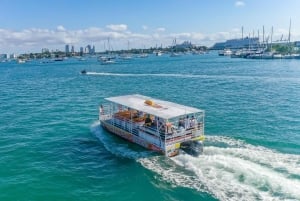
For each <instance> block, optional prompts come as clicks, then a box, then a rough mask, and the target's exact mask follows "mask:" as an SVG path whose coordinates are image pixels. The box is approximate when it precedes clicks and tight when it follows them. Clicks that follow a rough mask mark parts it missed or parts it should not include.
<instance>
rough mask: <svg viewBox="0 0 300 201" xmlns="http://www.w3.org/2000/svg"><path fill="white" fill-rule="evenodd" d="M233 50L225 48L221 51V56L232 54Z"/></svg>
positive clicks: (228, 55)
mask: <svg viewBox="0 0 300 201" xmlns="http://www.w3.org/2000/svg"><path fill="white" fill-rule="evenodd" d="M231 55H232V51H231V50H230V49H224V50H222V51H219V56H231Z"/></svg>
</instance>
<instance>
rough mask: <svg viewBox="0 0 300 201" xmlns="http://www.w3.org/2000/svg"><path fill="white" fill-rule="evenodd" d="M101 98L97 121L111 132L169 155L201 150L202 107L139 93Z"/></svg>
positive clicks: (202, 111) (188, 152)
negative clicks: (142, 95) (128, 94)
mask: <svg viewBox="0 0 300 201" xmlns="http://www.w3.org/2000/svg"><path fill="white" fill-rule="evenodd" d="M105 100H106V103H103V104H101V105H100V108H99V120H100V123H101V126H102V127H103V128H105V129H106V130H108V131H110V132H111V133H113V134H115V135H117V136H120V137H122V138H124V139H126V140H128V141H130V142H133V143H136V144H139V145H141V146H143V147H145V148H147V149H150V150H155V151H158V152H161V153H162V154H164V155H166V156H169V157H171V156H175V155H177V154H179V149H182V150H184V151H185V152H186V153H189V154H192V155H194V156H197V155H199V154H201V152H202V151H203V147H202V146H203V144H202V142H203V141H204V110H200V109H197V108H193V107H188V106H184V105H179V104H176V103H172V102H169V101H163V100H159V99H154V98H150V97H146V96H142V95H139V94H135V95H125V96H117V97H110V98H105Z"/></svg>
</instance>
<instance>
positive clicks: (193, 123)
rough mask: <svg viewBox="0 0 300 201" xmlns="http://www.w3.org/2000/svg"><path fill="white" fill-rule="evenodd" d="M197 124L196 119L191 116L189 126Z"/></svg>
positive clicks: (192, 127) (195, 124) (192, 126)
mask: <svg viewBox="0 0 300 201" xmlns="http://www.w3.org/2000/svg"><path fill="white" fill-rule="evenodd" d="M196 124H197V120H196V119H195V117H194V116H192V119H191V120H190V126H191V128H194V127H195V126H196Z"/></svg>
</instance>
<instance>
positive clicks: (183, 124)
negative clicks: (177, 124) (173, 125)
mask: <svg viewBox="0 0 300 201" xmlns="http://www.w3.org/2000/svg"><path fill="white" fill-rule="evenodd" d="M178 128H184V119H183V118H182V117H180V118H179V122H178Z"/></svg>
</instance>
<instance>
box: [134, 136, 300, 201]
mask: <svg viewBox="0 0 300 201" xmlns="http://www.w3.org/2000/svg"><path fill="white" fill-rule="evenodd" d="M207 141H210V142H215V143H216V144H218V143H222V147H217V146H206V147H205V148H204V154H203V155H201V156H199V157H192V156H190V155H187V154H181V155H179V156H177V157H174V158H171V160H172V161H174V162H175V164H177V166H179V167H182V168H183V170H180V169H179V168H178V167H176V166H165V165H164V163H163V162H161V161H159V158H158V157H156V158H143V159H139V160H138V161H139V162H140V163H141V164H142V165H143V166H144V167H146V168H148V169H150V170H152V171H154V172H156V173H157V174H158V175H160V177H161V178H162V179H164V180H166V181H168V182H171V183H172V184H175V185H178V186H184V187H189V188H193V189H196V190H199V191H205V192H209V193H211V194H213V195H214V196H215V197H216V198H218V199H220V200H300V180H299V177H297V175H299V173H300V169H299V168H300V156H299V155H291V154H282V153H278V152H275V151H272V150H270V149H267V148H264V147H258V146H253V145H249V144H246V143H243V142H242V141H239V140H234V139H232V138H225V137H218V136H214V137H208V139H207ZM164 166H165V167H164ZM188 172H190V173H192V174H189V173H188Z"/></svg>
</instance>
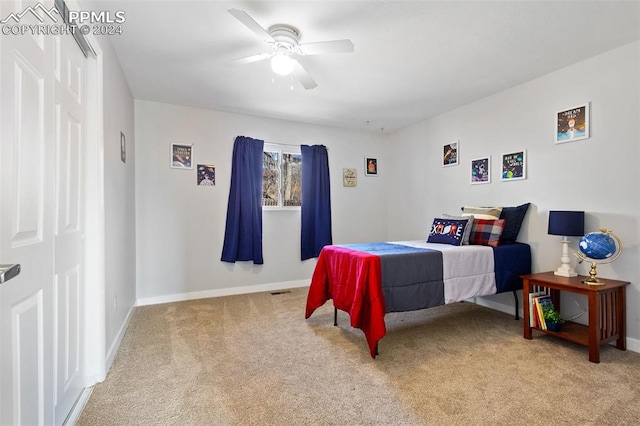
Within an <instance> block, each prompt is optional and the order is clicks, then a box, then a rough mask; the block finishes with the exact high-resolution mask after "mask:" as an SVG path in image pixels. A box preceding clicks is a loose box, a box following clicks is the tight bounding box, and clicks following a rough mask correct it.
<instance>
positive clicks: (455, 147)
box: [442, 141, 460, 167]
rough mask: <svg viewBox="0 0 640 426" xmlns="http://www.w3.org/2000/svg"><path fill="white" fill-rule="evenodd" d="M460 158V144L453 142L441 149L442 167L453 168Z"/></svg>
mask: <svg viewBox="0 0 640 426" xmlns="http://www.w3.org/2000/svg"><path fill="white" fill-rule="evenodd" d="M459 158H460V142H459V141H454V142H450V143H448V144H446V145H445V146H443V148H442V166H443V167H448V166H455V165H457V164H458V159H459Z"/></svg>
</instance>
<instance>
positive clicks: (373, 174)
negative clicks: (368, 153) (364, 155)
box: [364, 157, 378, 176]
mask: <svg viewBox="0 0 640 426" xmlns="http://www.w3.org/2000/svg"><path fill="white" fill-rule="evenodd" d="M364 175H365V176H378V159H377V158H375V157H365V158H364Z"/></svg>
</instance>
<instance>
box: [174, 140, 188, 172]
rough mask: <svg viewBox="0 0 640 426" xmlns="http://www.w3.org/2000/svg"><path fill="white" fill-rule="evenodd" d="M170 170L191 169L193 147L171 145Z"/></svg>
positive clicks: (182, 145)
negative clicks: (173, 169)
mask: <svg viewBox="0 0 640 426" xmlns="http://www.w3.org/2000/svg"><path fill="white" fill-rule="evenodd" d="M171 168H173V169H193V145H185V144H180V143H172V144H171Z"/></svg>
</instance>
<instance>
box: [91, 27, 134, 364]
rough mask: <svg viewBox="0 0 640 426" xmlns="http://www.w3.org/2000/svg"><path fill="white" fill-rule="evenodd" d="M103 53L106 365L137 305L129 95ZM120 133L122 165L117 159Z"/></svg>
mask: <svg viewBox="0 0 640 426" xmlns="http://www.w3.org/2000/svg"><path fill="white" fill-rule="evenodd" d="M100 47H101V50H102V53H103V64H104V67H103V88H104V91H103V102H104V121H103V124H104V185H105V187H104V214H105V305H106V306H105V328H106V330H105V345H106V351H107V354H106V356H107V360H108V363H109V364H110V362H111V360H112V359H113V356H114V355H115V350H117V346H118V344H119V340H120V339H121V338H122V336H123V335H124V332H125V331H126V325H127V323H128V318H129V315H130V313H131V312H132V309H133V307H134V306H135V303H136V287H135V279H136V271H135V267H136V265H135V258H136V239H135V235H136V231H135V135H134V115H133V112H134V109H133V95H132V94H131V91H130V89H129V86H128V84H127V82H126V80H125V78H124V75H123V73H122V70H121V68H120V64H119V62H118V59H117V57H116V56H115V53H114V51H113V49H112V47H111V44H110V43H109V42H108V38H102V39H101V40H100ZM120 132H122V133H124V135H125V140H126V163H123V162H122V161H120Z"/></svg>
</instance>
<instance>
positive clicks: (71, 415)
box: [63, 387, 93, 426]
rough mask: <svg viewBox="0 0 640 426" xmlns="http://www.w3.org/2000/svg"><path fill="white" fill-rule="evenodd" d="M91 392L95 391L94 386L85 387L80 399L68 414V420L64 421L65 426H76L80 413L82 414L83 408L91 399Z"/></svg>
mask: <svg viewBox="0 0 640 426" xmlns="http://www.w3.org/2000/svg"><path fill="white" fill-rule="evenodd" d="M91 392H93V387H89V388H84V390H83V391H82V393H80V396H79V397H78V400H77V401H76V403H75V404H74V405H73V407H72V408H71V412H70V413H69V415H68V416H67V418H66V420H65V421H64V423H63V426H75V424H76V423H77V422H78V419H79V418H80V414H82V410H83V409H84V406H85V404H86V403H87V401H89V397H90V396H91Z"/></svg>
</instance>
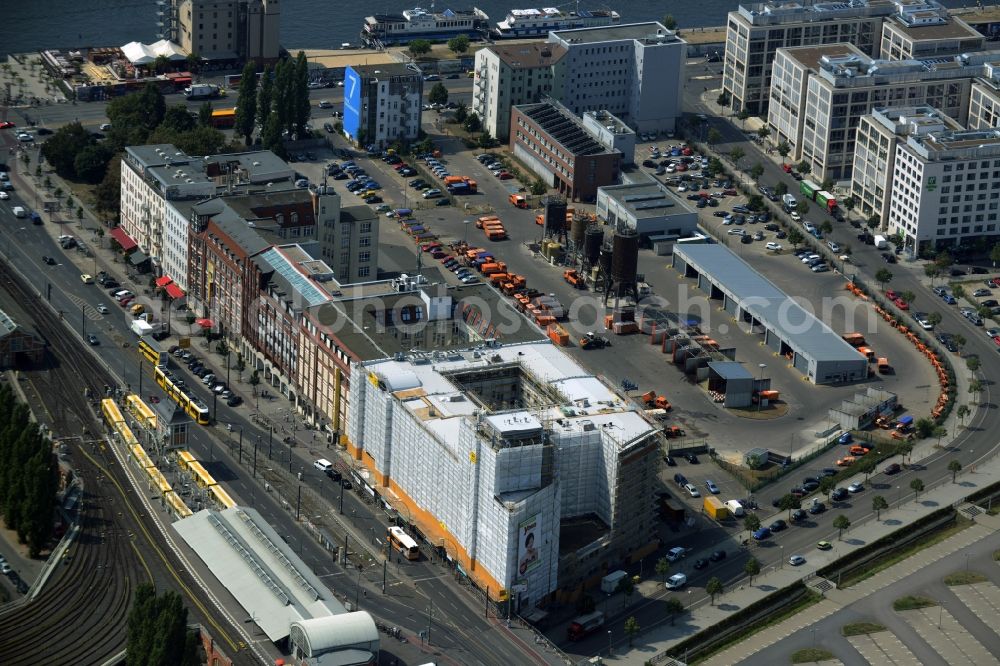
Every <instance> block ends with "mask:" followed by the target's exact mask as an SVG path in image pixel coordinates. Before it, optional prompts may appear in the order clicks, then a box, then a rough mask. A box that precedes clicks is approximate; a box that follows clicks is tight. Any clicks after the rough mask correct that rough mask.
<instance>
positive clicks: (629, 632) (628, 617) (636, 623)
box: [625, 616, 641, 648]
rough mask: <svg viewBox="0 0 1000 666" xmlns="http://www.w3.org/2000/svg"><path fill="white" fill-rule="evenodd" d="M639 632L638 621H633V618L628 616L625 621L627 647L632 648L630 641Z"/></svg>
mask: <svg viewBox="0 0 1000 666" xmlns="http://www.w3.org/2000/svg"><path fill="white" fill-rule="evenodd" d="M640 631H641V629H640V627H639V621H638V620H636V619H635V616H629V617H628V618H627V619H626V620H625V635H626V636H628V646H629V647H630V648H631V647H632V639H633V638H635V637H636V636H637V635H638V634H639V632H640Z"/></svg>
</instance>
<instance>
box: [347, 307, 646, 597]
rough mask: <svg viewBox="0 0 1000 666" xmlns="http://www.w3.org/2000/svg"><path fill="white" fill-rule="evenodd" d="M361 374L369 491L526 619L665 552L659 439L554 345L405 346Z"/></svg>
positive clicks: (352, 443)
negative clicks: (605, 578)
mask: <svg viewBox="0 0 1000 666" xmlns="http://www.w3.org/2000/svg"><path fill="white" fill-rule="evenodd" d="M449 291H450V290H449ZM447 295H448V297H451V294H450V293H449V294H447ZM455 297H456V298H457V295H455ZM457 307H458V309H459V310H461V309H462V307H463V306H461V305H459V306H457ZM451 309H452V308H451V307H450V306H447V307H444V308H442V311H443V312H447V311H450V310H451ZM351 380H352V381H351V386H352V389H351V390H352V396H351V400H350V405H349V407H350V410H349V418H348V422H347V448H348V452H349V453H350V454H351V455H352V456H353V457H354V458H355V460H357V461H358V464H359V466H361V467H362V468H363V473H364V475H365V478H366V484H367V485H369V486H370V487H371V492H372V493H373V494H375V495H376V496H377V497H381V498H383V500H384V501H386V502H388V503H390V504H391V506H392V508H393V509H395V510H396V511H397V512H398V514H399V515H400V517H402V518H404V520H406V521H407V522H408V523H410V524H411V525H413V527H414V530H413V531H414V532H417V531H419V533H420V534H421V535H422V536H423V537H424V538H425V539H426V543H427V544H428V545H429V546H431V547H433V548H434V549H435V550H436V552H438V553H439V554H441V555H442V556H447V557H448V558H450V559H451V560H452V561H454V562H456V563H458V565H459V566H460V567H461V568H462V570H463V571H464V572H465V573H466V575H468V576H469V577H470V578H471V579H472V580H473V581H475V582H476V584H477V586H478V587H480V589H486V590H489V595H490V598H491V599H492V600H494V601H501V602H507V603H509V604H510V606H511V608H512V610H514V611H515V612H518V613H520V614H522V615H523V614H526V613H528V612H530V611H531V610H532V609H533V608H534V607H536V606H537V605H539V604H544V603H546V602H550V601H554V600H568V599H570V596H569V595H570V594H571V593H573V592H574V591H577V592H578V591H579V590H580V589H581V585H582V584H583V582H584V581H587V580H591V581H593V580H596V579H597V578H599V577H600V576H601V575H603V574H605V573H607V570H606V569H605V568H602V567H606V566H607V564H606V563H607V562H620V563H628V562H636V561H638V560H639V559H641V558H642V557H643V556H644V555H645V554H646V553H648V552H651V551H652V550H653V549H655V546H653V542H654V541H655V539H654V531H655V530H654V529H653V526H654V524H655V518H654V516H653V511H652V506H653V502H652V498H653V494H654V492H655V482H654V480H655V478H656V475H657V466H658V464H659V459H660V456H659V455H658V450H659V447H660V446H661V445H662V443H661V442H660V436H659V435H658V434H657V432H656V431H655V430H653V429H652V428H651V426H650V424H649V423H648V422H647V421H645V419H644V418H643V417H642V416H641V415H640V413H638V412H636V411H633V410H632V409H631V407H630V406H629V405H628V404H627V403H626V402H625V401H623V400H622V399H621V398H620V397H619V396H618V395H617V394H616V392H615V391H614V390H613V389H611V388H610V387H608V386H606V385H605V384H603V383H602V381H601V380H600V379H599V378H597V377H596V376H594V375H592V374H590V373H588V372H587V371H586V370H585V369H583V368H582V367H580V366H578V365H577V364H576V362H575V361H573V360H572V359H570V358H569V357H567V356H566V355H565V354H564V353H563V352H562V350H560V349H559V348H557V347H555V346H554V345H552V344H550V343H548V341H544V342H539V341H524V342H519V343H515V342H509V341H508V342H505V343H504V344H503V345H495V346H491V345H485V346H483V347H481V348H471V349H469V348H467V349H456V350H454V351H447V352H442V353H436V352H435V353H433V354H431V353H427V354H423V353H420V352H403V353H400V354H397V355H395V356H393V357H390V358H382V359H374V360H371V361H366V362H363V363H361V364H358V365H355V366H354V367H353V369H352V374H351ZM561 590H565V592H566V593H567V594H566V595H564V596H563V595H560V591H561Z"/></svg>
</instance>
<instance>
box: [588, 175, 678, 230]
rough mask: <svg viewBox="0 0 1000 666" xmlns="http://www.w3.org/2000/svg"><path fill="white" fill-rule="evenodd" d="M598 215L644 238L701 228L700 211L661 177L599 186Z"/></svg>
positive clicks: (603, 219) (612, 224) (598, 216)
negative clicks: (689, 205) (631, 181)
mask: <svg viewBox="0 0 1000 666" xmlns="http://www.w3.org/2000/svg"><path fill="white" fill-rule="evenodd" d="M597 215H598V217H600V218H601V219H602V220H605V221H606V222H608V224H611V225H613V226H615V227H616V228H619V227H620V226H624V227H625V228H628V229H631V230H633V231H635V232H636V233H638V234H639V235H640V236H642V237H643V238H645V239H655V238H656V237H657V236H671V237H673V238H681V237H684V236H690V235H691V234H693V233H695V232H696V231H697V228H698V213H697V212H696V211H695V209H694V208H692V207H691V206H689V205H688V202H687V201H684V200H683V199H681V198H679V197H678V196H677V195H675V194H674V193H673V192H671V191H670V190H669V189H667V187H666V186H665V185H664V184H663V183H660V182H659V181H656V180H653V179H652V178H650V179H649V181H647V182H641V183H628V184H625V185H609V186H607V187H602V188H600V189H598V190H597Z"/></svg>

* Work to complete: Please count the lines that hold "target" in this data and report the total alone.

* Written response: 2